Copy the listing from its first line through the line containing "Provide the mask", changing every "pitch" to "field" and keeping everything else the same.

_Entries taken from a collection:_
========================================

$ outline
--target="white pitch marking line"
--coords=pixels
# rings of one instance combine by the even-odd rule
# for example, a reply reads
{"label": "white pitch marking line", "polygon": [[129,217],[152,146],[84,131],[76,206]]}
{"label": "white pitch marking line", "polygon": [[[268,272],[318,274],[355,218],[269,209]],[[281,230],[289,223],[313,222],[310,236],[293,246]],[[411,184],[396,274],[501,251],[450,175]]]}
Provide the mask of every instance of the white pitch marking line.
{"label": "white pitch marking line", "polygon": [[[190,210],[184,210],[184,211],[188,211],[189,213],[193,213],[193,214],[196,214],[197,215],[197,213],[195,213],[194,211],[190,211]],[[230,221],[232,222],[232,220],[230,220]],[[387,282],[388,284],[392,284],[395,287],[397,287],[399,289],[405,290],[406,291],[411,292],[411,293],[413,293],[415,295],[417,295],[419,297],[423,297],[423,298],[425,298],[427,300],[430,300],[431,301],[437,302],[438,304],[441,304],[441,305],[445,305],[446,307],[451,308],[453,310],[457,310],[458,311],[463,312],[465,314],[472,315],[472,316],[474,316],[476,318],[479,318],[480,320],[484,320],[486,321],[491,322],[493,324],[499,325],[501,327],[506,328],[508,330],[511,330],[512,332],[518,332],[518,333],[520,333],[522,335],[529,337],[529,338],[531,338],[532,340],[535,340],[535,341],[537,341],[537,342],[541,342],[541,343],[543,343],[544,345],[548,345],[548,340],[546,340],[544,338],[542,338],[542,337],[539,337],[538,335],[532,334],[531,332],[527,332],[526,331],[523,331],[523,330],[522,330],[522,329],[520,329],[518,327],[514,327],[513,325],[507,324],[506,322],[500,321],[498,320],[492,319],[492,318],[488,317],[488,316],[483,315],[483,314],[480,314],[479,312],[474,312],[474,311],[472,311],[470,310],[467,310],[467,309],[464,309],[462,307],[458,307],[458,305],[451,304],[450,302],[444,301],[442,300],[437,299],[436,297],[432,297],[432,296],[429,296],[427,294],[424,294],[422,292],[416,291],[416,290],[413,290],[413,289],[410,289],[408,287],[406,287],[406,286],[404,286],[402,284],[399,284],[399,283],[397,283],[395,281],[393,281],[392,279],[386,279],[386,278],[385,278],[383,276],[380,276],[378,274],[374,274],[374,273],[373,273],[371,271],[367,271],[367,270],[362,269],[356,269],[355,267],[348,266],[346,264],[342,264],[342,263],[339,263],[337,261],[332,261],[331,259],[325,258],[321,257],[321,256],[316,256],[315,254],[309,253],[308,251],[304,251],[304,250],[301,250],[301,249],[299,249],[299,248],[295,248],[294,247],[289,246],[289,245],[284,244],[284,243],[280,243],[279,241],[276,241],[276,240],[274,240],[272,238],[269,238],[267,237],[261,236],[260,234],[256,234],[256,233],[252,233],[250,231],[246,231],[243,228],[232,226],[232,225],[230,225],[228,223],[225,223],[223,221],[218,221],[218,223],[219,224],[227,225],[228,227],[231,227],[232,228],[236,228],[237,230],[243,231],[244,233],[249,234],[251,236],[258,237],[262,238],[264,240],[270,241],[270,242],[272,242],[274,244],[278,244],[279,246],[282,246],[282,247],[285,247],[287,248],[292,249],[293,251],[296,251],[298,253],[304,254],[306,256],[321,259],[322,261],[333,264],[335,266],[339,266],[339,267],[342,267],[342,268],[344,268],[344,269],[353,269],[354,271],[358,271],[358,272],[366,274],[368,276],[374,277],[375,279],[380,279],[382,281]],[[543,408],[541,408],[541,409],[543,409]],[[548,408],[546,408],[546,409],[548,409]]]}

========================================

_ANSWER TO THE EXERCISE:_
$ outline
--target="white field marking line"
--coords=pixels
# rings of one instance combine by the even-odd rule
# for example, a reply reads
{"label": "white field marking line", "polygon": [[129,217],[152,146],[84,131],[76,206]]}
{"label": "white field marking line", "polygon": [[[268,272],[318,274],[355,218],[269,209]],[[281,230],[289,223],[313,222],[310,236],[293,246]],[[411,184],[396,274],[501,251],[450,175]]]}
Provide the mask of every instance of the white field marking line.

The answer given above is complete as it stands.